- **Requirement**
Emit the line that holds "of the curved" and all lines following it through the end of the data, verbatim, and nothing else.

- **Given records**
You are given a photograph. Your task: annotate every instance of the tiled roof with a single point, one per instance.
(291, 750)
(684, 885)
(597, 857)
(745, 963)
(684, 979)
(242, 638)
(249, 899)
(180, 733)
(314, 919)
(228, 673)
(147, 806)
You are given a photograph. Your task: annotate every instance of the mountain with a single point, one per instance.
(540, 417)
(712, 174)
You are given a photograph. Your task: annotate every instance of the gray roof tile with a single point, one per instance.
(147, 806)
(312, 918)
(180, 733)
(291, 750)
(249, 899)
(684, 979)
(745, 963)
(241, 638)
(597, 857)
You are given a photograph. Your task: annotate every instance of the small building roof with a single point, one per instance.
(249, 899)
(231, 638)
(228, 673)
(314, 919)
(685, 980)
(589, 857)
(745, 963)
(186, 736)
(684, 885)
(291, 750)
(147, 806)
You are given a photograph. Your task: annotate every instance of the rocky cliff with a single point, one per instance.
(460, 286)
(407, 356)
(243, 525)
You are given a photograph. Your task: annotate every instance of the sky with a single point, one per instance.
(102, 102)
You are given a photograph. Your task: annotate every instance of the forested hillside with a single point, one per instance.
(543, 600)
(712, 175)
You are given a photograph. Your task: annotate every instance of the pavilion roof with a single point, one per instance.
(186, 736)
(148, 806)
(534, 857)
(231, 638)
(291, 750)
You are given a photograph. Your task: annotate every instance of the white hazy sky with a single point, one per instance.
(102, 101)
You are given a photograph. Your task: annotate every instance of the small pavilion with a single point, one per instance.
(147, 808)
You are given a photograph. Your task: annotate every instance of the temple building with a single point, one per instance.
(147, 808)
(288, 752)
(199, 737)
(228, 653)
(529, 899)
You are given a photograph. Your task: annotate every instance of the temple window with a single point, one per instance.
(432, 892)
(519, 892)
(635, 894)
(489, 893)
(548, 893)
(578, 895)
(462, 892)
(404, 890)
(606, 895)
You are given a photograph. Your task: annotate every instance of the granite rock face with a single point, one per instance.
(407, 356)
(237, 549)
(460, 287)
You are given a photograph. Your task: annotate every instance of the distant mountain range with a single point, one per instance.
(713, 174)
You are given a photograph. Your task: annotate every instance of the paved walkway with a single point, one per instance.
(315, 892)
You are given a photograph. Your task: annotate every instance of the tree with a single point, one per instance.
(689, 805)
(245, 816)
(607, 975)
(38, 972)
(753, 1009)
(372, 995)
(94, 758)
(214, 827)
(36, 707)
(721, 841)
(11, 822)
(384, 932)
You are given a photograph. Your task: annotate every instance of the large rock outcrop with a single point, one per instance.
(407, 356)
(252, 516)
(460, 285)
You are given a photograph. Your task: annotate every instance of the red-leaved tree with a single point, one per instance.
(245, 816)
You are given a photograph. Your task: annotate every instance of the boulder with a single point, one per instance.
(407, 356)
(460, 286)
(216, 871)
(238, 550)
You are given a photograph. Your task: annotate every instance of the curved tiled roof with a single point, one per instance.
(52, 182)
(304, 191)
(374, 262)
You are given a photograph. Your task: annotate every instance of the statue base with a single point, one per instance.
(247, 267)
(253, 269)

- **Your response**
You are given a photograph. Your task: annotate every instance of the curved tiled roof with a single point, one per instance.
(52, 182)
(304, 191)
(374, 262)
You are given a photograph. Your task: annotate every instance of the statue base with a single point, one per instance.
(247, 267)
(253, 269)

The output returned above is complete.